◆ **DIRECTIVES**
A. Summarize the lawn-seeding advice in two sentences.
B. Reproduce the lawn-seeding advice word for word, starting with "Without sufficient irrigation" and going on through "eventually dry out.".

◆ **SOURCE**
# # # # # # #
Without sufficient irrigation the weed seeds will dry out and your germination rate will drop.

If you want to try and recreate the conditions of dormant seeding keep the seed in a freezer in an airtight container, cut your lawn very short, apply your seed, roll it with a lawn roller, cover with a 1/4" layer of compost and roll again. I haven't tried this exact technique but I did something similar once involving freezing the seed and then let it sit in a can with moist used coffee grounds so it can start the germination process. I used this to patch a damaged section.

No idea how much rain you get and even meteorologists have trouble predicting... all I can say is try and plan to water as frequently as you can. At least two times a day is recommended. The compost will help keep the seed moist but will eventually dry out.

I don't have a sprinkler system but I picked up some components including a sprinkler timer that attaches to the outdoor hose bib (link to my site with opinions on products I bought and looked into) that I used when overseeding. They work well, are cheap and you can remove them when you're done. Your water flow and pressure will determine how many heads can run at once. There are timers that have multiple zones to be able to operate multiple heads.

You said it's your home and not an investment property so it shouldn't be too hard to water it. There are all sorts of hose end sprinklers you can use. I started out with impact sprinklers but they were too noisy. I figured out I could replace the spike base impact sprinklers with rotor sprinklers that are quieter (link to my instructions and video) and provide similar precipitation. I run my sprinklers early in the morning and didn't want to annoy the neighbors.

If you're killing the lawn you can also add a covering of straw to help retain moisture.

Clover in the lawn usually indicates low nitrogen. Send a sample of your soil to your local university cooperative extension office to check pH and fertility, doing an organic matter test would be good too. It's a small fee but will help you improve your soil which will take care of a lot of problems. The test results should tell you exactly what you need to do in terms of dealing with the pH and fertilizing.
# # # # # # #
◆ **MATERIAL**
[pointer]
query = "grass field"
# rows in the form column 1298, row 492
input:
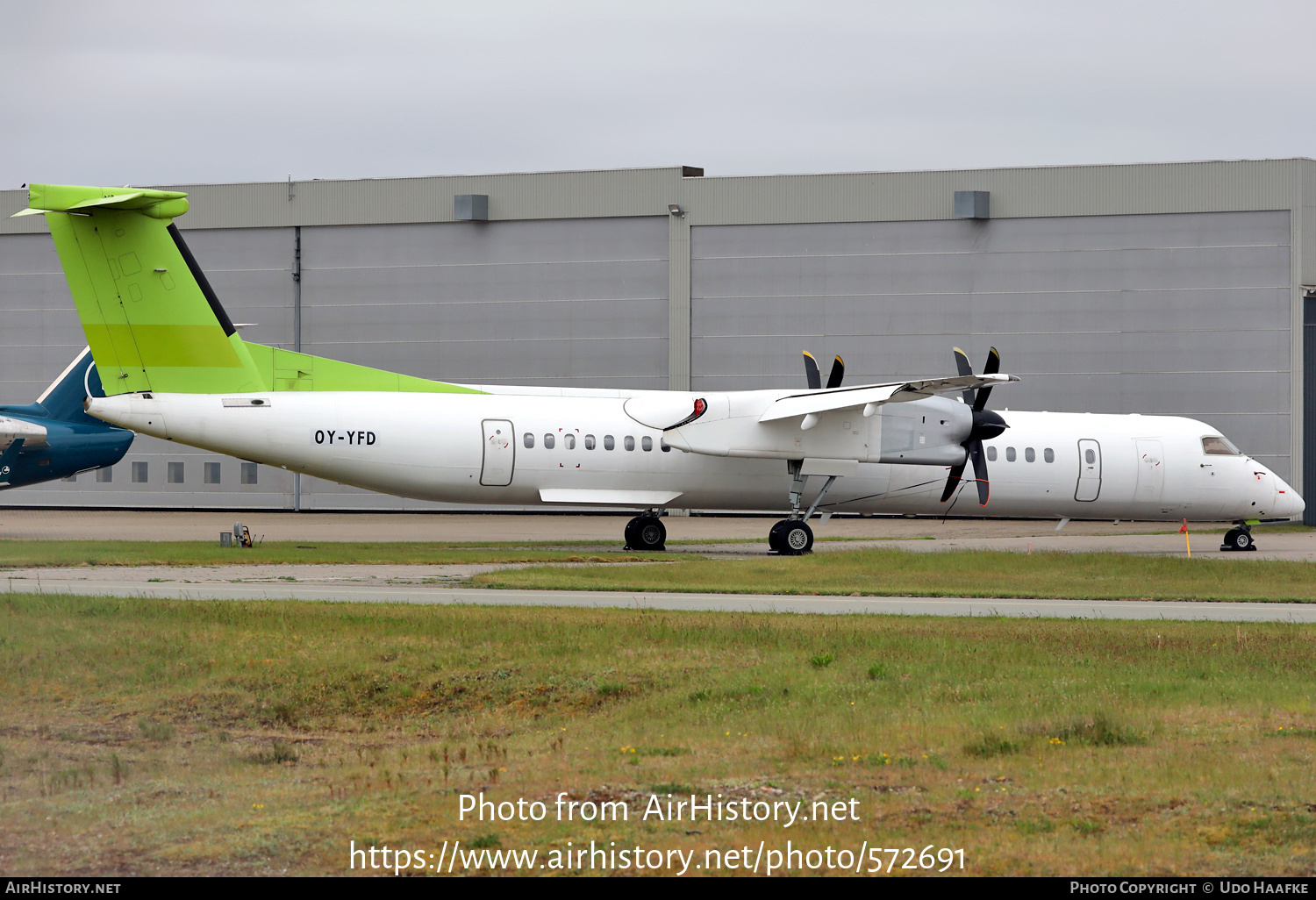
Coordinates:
column 149, row 737
column 31, row 554
column 965, row 574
# # # # # # #
◆ **ANSWERS BY TASK**
A. Newly sown seed should be watered as often as possible, at least twice a day, because germination drops without enough irrigation; hose-end sprinklers with a timer, a compost or straw covering, and a freeze-and-roll method that imitates dormant seeding can all help. Clover usually indicates low nitrogen, so a soil sample should go to a local university cooperative extension office to check pH and fertility.

B.
Without sufficient irrigation the weed seeds will dry out and your germination rate will drop.

If you want to try and recreate the conditions of dormant seeding keep the seed in a freezer in an airtight container, cut your lawn very short, apply your seed, roll it with a lawn roller, cover with a 1/4" layer of compost and roll again. I haven't tried this exact technique but I did something similar once involving freezing the seed and then let it sit in a can with moist used coffee grounds so it can start the germination process. I used this to patch a damaged section.

No idea how much rain you get and even meteorologists have trouble predicting... all I can say is try and plan to water as frequently as you can. At least two times a day is recommended. The compost will help keep the seed moist but will eventually dry out.